SOURCE PASSAGE:
§ §

Data Digest #9: Nectar Cards and AI News Anchors

December 19, 2023

The cogs of the data world are perpetually turning. Data never sleeps. Brace yourself for an exciting overview into some of the top data news stories that have been gracing our screens over the past month.

Supermarkets Are Selling Loyalty Card Data to Third-Party Advertisers

You’d be hard-pressed to find a wallet in the UK that didn’t have either a Nectar or Clubcard in it. So many of us depend on loyalty cards to save money at the supermarket – but did you ever think about what happens every time you tap it up against the pay screen?

Turns out that Tesco and Sainsbury’s make around £300m per year by selling customer data acquired through loyalty cards to third-party consumer goods advertisers.

While both supermarkets have been met with a tidal wave of backlash in light of this news, Sainsbury’s chief executive, Simon Roberts, defended the company’s decision to sell customer data. Roberts told The Guardian that the anonymised data of Sainsbury’s customers was in safe hands, and that it would ultimately benefit consumers by tailoring ads to be more relevant to them.

We’re Entering an Era of AI News Anchors

It’s no news that AI is beginning to infiltrate nearly every facet of our modern lives. Whether we’re watching robot comedians perform at the Edinburgh Fringe, or asking ChatGPT what to eat for breakfast, AI is quickly becoming inextricably tied to the real world. But what’s the next big thing that AI is set to conquer, you may ask? The answer, it seems, is news broadcasting.

A new startup LA-based television network called Channel 1 is set to launch news broadcasts featuring AI-generated anchors. And these computer-generated anchors could be gracing our screens as early as 2024.

The news has stirred up a flurry of emotion on social media, with some ushering in this new era of technology, and others expressing fear and concern over the prospect. Is it an exciting and inevitable development or does it signal the end of human-led journalism? And, most importantly, will you be tuning in?

§ §

[Text-to-region grounding data]
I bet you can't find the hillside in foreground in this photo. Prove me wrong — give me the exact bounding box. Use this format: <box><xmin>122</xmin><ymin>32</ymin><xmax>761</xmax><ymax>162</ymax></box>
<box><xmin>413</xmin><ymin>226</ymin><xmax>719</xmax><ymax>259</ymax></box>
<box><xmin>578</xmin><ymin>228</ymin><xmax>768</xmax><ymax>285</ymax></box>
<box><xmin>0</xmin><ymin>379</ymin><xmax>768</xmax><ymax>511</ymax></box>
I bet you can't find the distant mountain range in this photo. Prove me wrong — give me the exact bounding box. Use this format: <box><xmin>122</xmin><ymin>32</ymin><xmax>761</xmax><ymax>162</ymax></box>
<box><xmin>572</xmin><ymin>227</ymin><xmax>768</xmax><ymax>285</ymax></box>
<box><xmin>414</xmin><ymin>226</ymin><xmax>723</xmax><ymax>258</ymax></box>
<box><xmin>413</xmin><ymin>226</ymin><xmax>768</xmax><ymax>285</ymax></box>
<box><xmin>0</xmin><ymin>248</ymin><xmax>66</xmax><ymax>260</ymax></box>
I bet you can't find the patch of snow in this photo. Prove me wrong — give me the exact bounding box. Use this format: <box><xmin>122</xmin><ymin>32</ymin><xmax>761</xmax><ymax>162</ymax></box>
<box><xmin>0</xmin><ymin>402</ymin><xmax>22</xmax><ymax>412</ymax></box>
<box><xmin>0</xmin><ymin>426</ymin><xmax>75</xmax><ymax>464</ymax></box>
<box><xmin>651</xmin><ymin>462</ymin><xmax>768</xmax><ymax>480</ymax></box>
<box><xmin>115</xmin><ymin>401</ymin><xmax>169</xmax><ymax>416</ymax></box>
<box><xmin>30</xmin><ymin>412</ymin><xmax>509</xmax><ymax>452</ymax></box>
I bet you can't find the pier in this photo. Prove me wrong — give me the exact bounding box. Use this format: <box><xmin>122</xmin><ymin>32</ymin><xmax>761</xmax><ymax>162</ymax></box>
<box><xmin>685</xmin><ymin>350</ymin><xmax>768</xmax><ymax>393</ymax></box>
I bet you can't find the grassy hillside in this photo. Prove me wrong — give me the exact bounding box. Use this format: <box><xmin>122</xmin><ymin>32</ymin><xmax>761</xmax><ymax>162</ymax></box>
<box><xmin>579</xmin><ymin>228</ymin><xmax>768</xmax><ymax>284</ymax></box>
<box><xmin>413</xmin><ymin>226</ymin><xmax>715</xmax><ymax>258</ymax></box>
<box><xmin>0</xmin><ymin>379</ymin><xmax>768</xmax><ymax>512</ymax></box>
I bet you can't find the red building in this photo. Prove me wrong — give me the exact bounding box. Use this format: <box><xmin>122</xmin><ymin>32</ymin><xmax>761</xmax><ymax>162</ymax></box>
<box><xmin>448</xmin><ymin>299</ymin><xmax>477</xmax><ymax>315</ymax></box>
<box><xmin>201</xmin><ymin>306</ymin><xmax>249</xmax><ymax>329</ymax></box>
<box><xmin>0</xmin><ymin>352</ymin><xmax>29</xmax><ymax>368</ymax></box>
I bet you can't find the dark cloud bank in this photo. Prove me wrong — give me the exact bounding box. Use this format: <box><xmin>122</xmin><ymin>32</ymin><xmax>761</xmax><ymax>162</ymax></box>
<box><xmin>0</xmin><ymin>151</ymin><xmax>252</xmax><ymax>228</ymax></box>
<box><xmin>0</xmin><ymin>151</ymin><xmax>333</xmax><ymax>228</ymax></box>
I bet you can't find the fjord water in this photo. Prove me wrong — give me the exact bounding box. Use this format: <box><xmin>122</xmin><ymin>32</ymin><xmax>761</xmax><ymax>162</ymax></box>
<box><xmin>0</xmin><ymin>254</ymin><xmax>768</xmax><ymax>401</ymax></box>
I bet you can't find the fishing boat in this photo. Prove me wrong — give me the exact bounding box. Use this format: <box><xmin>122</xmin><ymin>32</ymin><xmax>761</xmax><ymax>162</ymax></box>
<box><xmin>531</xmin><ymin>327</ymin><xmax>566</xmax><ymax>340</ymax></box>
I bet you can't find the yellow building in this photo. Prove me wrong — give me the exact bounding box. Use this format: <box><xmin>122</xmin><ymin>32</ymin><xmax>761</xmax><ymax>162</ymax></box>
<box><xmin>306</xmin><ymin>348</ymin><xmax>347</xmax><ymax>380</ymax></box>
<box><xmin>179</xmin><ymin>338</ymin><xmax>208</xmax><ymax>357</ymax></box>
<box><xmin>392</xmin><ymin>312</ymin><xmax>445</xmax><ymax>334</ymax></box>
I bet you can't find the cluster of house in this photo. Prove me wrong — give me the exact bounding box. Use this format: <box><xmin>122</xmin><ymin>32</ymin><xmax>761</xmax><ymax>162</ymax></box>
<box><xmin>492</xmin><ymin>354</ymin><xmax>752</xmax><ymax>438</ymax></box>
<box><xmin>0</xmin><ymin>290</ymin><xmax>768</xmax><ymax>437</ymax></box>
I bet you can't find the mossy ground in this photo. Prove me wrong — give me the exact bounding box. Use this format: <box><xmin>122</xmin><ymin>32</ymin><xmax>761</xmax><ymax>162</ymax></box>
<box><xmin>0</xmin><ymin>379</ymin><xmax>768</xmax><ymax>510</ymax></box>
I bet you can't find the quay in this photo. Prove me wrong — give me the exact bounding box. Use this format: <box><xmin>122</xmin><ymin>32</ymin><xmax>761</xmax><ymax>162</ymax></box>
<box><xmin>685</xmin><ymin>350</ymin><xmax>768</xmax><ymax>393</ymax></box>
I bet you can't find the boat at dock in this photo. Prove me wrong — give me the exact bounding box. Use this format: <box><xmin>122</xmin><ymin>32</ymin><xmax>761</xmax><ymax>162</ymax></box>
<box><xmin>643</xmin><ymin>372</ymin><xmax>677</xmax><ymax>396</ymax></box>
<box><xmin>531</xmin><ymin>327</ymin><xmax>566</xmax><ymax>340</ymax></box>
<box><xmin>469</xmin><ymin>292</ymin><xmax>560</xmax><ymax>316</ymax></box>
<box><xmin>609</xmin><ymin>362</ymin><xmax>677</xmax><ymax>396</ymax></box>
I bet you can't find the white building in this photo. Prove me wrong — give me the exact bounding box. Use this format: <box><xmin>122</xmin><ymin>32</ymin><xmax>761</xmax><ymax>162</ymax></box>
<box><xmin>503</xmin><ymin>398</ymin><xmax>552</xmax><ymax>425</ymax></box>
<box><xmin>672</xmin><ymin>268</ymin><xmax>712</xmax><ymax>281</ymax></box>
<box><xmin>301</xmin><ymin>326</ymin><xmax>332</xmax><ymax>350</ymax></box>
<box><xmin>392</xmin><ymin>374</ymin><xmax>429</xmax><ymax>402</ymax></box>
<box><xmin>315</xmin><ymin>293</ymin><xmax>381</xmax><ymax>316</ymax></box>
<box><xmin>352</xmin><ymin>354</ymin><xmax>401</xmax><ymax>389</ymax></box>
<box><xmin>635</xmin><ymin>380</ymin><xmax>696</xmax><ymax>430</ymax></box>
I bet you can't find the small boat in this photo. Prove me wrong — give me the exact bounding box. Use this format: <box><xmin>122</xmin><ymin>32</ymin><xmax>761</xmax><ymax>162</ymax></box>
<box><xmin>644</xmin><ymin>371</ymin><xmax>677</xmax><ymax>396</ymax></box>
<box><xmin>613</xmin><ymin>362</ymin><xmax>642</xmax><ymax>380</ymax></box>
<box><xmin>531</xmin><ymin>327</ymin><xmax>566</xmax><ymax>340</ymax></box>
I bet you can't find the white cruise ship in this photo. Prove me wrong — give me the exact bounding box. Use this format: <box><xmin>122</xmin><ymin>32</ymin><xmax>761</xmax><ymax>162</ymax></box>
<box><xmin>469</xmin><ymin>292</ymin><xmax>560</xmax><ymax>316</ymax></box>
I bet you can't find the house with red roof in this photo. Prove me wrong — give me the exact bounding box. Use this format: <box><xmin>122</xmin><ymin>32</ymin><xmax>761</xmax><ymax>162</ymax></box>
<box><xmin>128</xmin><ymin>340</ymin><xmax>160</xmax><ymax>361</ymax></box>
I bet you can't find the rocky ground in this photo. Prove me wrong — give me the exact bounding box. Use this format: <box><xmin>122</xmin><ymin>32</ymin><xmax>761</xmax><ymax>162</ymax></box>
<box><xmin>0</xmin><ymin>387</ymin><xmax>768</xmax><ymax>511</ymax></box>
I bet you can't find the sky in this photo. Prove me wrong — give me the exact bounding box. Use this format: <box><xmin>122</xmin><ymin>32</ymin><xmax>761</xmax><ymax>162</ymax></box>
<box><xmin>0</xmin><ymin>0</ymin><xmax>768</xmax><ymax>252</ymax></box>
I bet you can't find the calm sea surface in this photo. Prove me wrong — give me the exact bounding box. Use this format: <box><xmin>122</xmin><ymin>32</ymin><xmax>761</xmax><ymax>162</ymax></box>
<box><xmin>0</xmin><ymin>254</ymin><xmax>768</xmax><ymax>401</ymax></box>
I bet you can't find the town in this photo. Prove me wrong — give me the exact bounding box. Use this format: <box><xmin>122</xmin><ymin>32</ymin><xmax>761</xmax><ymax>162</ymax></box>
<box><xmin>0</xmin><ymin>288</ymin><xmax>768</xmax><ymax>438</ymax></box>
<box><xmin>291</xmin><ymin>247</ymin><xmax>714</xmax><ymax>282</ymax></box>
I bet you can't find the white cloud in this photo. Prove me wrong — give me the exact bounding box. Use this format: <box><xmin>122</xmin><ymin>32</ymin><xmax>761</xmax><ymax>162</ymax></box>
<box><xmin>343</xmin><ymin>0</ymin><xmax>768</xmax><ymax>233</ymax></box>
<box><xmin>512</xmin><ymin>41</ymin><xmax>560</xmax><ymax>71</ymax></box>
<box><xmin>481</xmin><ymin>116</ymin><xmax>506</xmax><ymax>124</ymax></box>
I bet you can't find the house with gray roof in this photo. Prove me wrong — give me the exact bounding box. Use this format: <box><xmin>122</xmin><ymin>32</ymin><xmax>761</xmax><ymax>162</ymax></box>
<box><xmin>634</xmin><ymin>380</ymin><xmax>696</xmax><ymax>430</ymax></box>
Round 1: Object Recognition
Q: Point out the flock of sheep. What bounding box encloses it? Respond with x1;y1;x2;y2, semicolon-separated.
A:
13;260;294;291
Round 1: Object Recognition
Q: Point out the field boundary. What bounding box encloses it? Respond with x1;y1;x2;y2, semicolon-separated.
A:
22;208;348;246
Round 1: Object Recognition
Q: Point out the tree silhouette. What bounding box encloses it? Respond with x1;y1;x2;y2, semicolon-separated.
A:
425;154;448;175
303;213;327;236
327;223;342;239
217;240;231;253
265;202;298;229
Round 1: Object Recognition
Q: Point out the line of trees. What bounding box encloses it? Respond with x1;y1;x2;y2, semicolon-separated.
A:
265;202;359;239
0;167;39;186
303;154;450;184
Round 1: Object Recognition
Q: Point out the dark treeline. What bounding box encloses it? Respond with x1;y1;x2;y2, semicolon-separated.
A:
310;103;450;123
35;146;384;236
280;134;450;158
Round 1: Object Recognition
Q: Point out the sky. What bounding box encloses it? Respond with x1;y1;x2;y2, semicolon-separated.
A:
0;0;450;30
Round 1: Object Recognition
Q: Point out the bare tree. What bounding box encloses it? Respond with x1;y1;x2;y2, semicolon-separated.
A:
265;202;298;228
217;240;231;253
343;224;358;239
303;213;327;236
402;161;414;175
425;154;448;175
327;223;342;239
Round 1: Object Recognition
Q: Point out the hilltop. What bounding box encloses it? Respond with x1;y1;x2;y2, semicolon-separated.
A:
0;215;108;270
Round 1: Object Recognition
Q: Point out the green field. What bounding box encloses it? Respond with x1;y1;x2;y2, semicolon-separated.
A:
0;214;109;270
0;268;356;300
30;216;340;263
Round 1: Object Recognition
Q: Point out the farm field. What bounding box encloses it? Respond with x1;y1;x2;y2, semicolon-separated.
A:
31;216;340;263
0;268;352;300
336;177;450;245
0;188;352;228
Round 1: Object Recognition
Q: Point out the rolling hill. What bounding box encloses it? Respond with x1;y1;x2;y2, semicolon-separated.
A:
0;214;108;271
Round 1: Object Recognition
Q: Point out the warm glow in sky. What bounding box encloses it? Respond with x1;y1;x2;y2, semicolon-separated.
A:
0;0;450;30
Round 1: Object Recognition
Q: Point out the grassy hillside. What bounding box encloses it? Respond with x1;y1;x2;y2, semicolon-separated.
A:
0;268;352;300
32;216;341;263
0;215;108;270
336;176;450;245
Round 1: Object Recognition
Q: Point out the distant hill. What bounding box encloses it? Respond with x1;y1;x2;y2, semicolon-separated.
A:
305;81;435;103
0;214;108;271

§ §

EXERCISE INSTRUCTIONS:
(a) Give the main title of the data digest and each story headline under it.
(b) According to the data digest, roughly how much do Tesco and Sainsbury’s earn each year from selling customer data gathered through loyalty cards?

TASK SOLUTIONS:
(a)
Data Digest #9: Nectar Cards and AI News Anchors
Supermarkets Are Selling Loyalty Card Data to Third-Party Advertisers
We’re Entering an Era of AI News Anchors

(b) Around £300m per year.